## OBJETIVO DO EXERCÍCIO
No excerto sobre seguros na construção, enumere todos os fatores com que o prémio de seguro pode variar.
━━━━━ EXCERTO DO TEXTO
Relativamente ao prémio de seguro, este vai variar com a natureza e risco da actividade

empresarial, sendo que no caso da construção poderá variar com o tipo de obra para o qual se

está a contratar o seguro.

4.9. CONSIDERAÇÕES FINAIS DO CAPÍTULO

Com a realização deste capítulo ficaram evidentes alguns aspectos que em seguida se

referem:

Em primeiro lugar, é de realçar a importância que a existência de um seguro para a cobertura

de danos tem. Se por um lado, esse seguro garante uma maior protecção ao consumidor, uma

vez que após ocorrer um dano, este é imediatamente reparado, sendo os custos acarretados

pela seguradora, por outro, com a contratação de seguros, é exigida a presença de organismos

que vão controlar o projecto e a execução da construção, o que aumenta a sua qualidade.

A actividade da construção é uma actividade que envolve riscos na generalidade superiores ao

de outras actividades. Este facto leva a que haja alguma prudência por parte das seguradoras

em celebrar contratos para a cobertura de danos.

Existe uma vasta gama de apólices de seguro que podem ser contratadas em alguns países.
━━━━━━━━━━
━━━━━ ENTRADAS FORNECIDAS
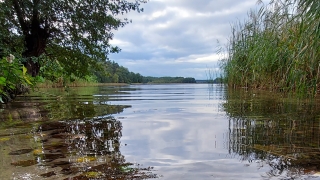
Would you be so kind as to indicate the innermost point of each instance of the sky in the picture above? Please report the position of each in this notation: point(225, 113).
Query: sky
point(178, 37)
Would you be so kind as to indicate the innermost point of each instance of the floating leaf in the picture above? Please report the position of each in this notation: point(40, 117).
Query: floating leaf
━━━━━━━━━━
━━━━━ ENTRADAS FORNECIDAS
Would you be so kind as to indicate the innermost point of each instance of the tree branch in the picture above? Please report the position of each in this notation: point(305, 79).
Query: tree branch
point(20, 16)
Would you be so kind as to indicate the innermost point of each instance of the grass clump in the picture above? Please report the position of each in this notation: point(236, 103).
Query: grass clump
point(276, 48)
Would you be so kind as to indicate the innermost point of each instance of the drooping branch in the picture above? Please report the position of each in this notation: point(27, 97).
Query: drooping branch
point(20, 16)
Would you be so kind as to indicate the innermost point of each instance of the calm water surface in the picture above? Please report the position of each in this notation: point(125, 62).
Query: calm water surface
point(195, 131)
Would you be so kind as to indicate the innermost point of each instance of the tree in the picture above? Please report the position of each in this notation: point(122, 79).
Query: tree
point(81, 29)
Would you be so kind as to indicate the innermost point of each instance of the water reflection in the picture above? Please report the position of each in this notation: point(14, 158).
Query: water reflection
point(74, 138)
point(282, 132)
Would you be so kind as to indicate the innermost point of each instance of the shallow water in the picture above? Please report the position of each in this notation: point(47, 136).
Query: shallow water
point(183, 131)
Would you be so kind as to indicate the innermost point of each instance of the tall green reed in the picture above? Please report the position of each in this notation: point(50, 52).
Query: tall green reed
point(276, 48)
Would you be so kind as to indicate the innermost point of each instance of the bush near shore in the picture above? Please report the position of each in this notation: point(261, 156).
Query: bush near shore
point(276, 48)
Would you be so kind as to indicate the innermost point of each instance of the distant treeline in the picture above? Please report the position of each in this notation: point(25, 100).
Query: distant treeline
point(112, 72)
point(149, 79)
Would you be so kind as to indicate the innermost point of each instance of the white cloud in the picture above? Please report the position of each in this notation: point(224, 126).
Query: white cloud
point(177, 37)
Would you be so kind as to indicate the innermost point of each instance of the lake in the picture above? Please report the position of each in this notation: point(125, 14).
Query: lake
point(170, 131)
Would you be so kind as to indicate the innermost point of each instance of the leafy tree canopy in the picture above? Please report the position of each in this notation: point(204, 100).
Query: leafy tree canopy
━━━━━━━━━━
## RESPOSTA DO EXERCÍCIO
- a natureza da actividade empresarial
- o risco da actividade empresarial
- o tipo de obra para o qual se está a contratar o seguro (no caso da construção)